### [Stated goal 1]
In the BERT punctuation restoration write-up, retype the text between "Next, create a" and "that is available.", inclusive.
### [Stated goal 2]
According to the BERT punctuation restoration write-up, what kind of conversational data will the experiment use?
### [Stated goal 3]
Carry on the BERT punctuation restoration write-up from its last line.

### [Quoted text]
============================================================

Punctuation Restoration with BERT

The aim of this experiment is to see how BERT performs on punctuation restoration. The purpose of this mini-experiment is to see how well the pre-trained (on English Wiki and BookCorpus with MLM and NSP as pre-training tasks) BERT performs on conversational data hence why I will be using movie transcripts.

Dataset

We will be using Download the dataset @ Cornell Movie Corpus

Setup & Installation

Clone the repo:

git clone https://github.com/matthiaslmz/BERT-Punctuation-Restoration.git

Next, create a new conda environment:

conda env create -f enviroment.yml
conda activate whatisbert

Make sure to download bert-base-uncased model, vocab and config file @:

CUDA

If an error occurs, first make sure that you have a GPU that is available.

============================================================

### [Recorded data]
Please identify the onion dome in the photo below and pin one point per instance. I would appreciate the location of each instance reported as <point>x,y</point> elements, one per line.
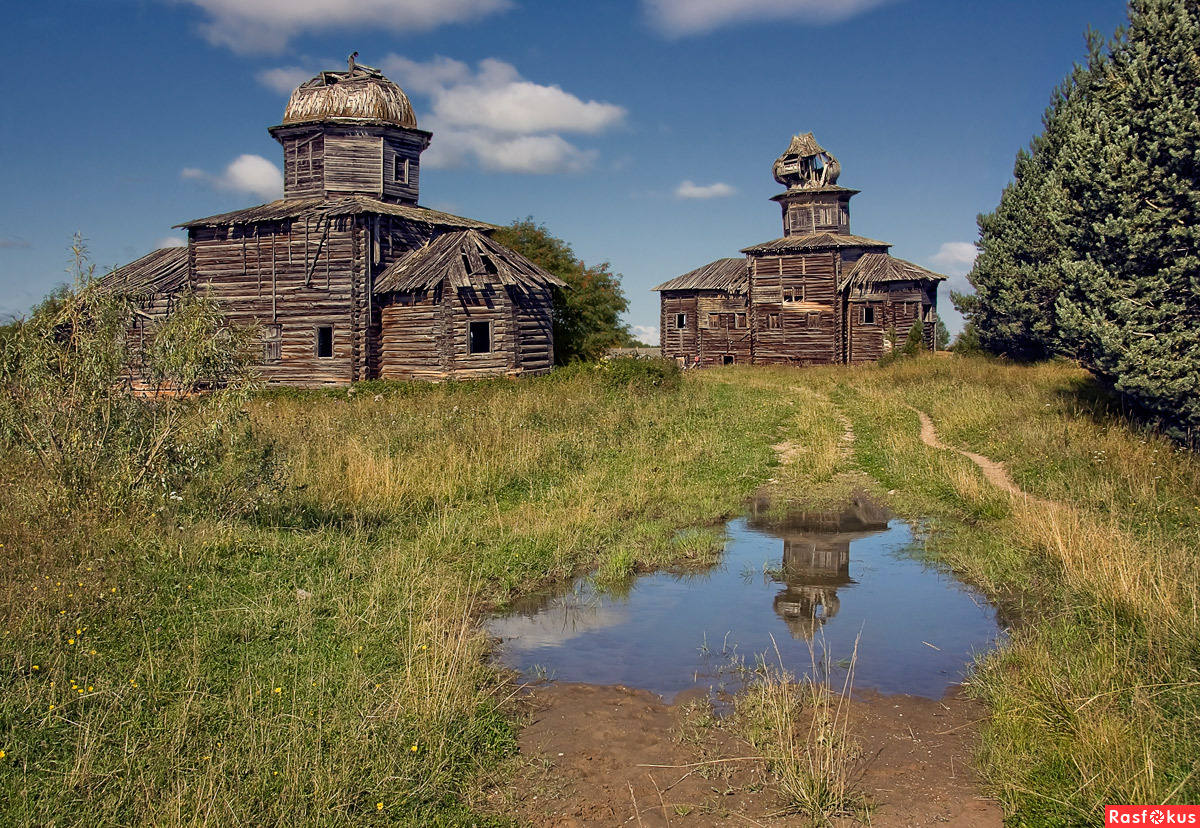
<point>361,94</point>
<point>805,165</point>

============================================================

### [Answer 1]
Next, create a new conda environment:

conda env create -f enviroment.yml
conda activate whatisbert

Make sure to download bert-base-uncased model, vocab and config file @:

CUDA

If an error occurs, first make sure that you have a GPU that is available.

### [Answer 2]
Movie transcripts.

### [Answer 3]
If error persists, it could be that the defined training batch size is too large for the GPU, decrease if necessary
By default in pipeline.py, if a GPU is available, torch.cuda.is_available() defaults to the first GPU, indexed 0. If you need to use the X^{th} GPU, make sure to edit like the following: DEVICE = "cuda:X-1" if torch.cuda.is_available() else cpu

IMPORTANT!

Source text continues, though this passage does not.